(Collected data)
───

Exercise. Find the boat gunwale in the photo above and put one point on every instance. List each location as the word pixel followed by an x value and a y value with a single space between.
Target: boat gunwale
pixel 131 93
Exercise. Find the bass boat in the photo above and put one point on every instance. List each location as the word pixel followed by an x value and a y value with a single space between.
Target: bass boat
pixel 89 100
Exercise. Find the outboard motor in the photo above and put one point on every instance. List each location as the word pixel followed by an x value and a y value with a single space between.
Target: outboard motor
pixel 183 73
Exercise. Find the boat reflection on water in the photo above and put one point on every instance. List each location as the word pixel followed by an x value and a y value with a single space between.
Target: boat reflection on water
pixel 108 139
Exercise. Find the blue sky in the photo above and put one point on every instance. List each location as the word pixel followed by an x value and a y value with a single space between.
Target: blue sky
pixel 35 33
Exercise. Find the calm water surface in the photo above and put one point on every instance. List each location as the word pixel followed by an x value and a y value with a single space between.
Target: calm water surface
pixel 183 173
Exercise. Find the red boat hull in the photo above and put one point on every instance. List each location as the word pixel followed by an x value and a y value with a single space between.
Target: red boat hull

───

◆ **Written problem**:
Swap "put one point" for "place a single point" throughout the listing above, and write the whole listing out again with everything else left as it is.

◆ **Result of the task**:
Exercise. Find the boat gunwale in the photo above and place a single point on every instance. List each location as the word pixel followed by an x value and a y value with a single space between.
Target: boat gunwale
pixel 131 93
Exercise. Find the bass boat in the photo above and place a single point on every instance. List each location as the word pixel followed by an x value and a y value with a single space between.
Target: bass boat
pixel 89 100
Exercise. Find the outboard motor in the photo above and place a single point on every instance. List each location as the word pixel followed by an x value and a y value with a single space between.
Target: outboard motor
pixel 183 73
Exercise. Find the boat reflection on water in the photo above and place a single point on every instance. List each location as the word pixel followed by an x value and a y value with a single space between.
Target: boat reflection on water
pixel 108 139
Exercise. Find the blue sky in the photo above and place a single point on every instance. List each location as the word pixel followed by an x value and a y value with a single space between.
Target: blue sky
pixel 35 33
Exercise. Find the calm water surface in the photo above and place a single point on every instance. List each location as the word pixel followed by an x value and a y value with a single space between.
Target: calm water surface
pixel 183 173
Exercise. Find the red boat hull in the photo above and place a single point on every instance. List each location as the word pixel followed by an x value and a y value with a single space between.
Target: red boat hull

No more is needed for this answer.